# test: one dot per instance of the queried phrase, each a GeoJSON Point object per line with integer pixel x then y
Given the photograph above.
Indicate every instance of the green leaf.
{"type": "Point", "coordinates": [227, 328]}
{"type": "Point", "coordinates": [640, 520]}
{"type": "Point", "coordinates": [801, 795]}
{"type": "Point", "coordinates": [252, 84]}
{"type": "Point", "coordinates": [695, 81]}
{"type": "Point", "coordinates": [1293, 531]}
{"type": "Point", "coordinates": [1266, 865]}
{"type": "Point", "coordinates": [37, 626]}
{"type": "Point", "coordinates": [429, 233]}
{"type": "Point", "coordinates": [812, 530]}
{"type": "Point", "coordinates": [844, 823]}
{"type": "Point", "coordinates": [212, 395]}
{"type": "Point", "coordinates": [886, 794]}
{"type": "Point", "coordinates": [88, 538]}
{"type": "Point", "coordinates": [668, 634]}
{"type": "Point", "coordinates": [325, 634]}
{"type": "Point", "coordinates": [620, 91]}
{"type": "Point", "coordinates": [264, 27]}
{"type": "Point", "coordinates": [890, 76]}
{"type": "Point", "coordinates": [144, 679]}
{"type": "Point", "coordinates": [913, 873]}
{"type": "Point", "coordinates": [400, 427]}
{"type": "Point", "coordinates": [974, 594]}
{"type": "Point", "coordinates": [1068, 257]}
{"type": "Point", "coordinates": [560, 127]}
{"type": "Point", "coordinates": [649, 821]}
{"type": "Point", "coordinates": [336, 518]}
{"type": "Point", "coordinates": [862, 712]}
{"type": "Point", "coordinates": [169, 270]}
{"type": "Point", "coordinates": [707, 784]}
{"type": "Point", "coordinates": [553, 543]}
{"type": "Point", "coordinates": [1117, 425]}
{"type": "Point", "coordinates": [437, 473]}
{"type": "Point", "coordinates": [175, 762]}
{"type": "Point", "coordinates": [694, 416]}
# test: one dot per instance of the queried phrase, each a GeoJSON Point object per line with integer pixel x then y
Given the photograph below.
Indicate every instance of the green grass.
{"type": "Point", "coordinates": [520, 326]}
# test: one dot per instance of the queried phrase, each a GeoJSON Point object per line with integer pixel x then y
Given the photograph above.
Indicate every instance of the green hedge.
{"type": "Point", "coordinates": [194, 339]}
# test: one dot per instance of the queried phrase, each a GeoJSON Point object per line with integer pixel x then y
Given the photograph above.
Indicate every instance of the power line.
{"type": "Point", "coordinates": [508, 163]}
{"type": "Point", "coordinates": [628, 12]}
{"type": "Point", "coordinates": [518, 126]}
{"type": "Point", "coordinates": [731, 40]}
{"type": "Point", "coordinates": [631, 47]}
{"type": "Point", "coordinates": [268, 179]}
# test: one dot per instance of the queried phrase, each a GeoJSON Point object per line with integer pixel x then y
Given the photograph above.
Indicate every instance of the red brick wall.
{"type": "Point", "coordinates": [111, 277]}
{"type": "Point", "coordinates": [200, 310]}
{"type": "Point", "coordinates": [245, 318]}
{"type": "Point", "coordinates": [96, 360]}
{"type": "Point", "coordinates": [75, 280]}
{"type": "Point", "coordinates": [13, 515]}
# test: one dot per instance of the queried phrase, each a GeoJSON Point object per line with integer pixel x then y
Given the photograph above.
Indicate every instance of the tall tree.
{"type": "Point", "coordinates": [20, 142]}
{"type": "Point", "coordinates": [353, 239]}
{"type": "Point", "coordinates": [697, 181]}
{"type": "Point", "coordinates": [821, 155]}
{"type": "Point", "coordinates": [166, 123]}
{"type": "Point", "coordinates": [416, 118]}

++++++++++++++++++++

-- AIM OF THE TASK --
Pull out every line in the records above that contains the word "green" and copy each one unchanged.

-- WRITTEN RESPONSE --
Indicate every instance of the green leaf.
Indicate every instance of the green grass.
Indicate every instance of the green hedge.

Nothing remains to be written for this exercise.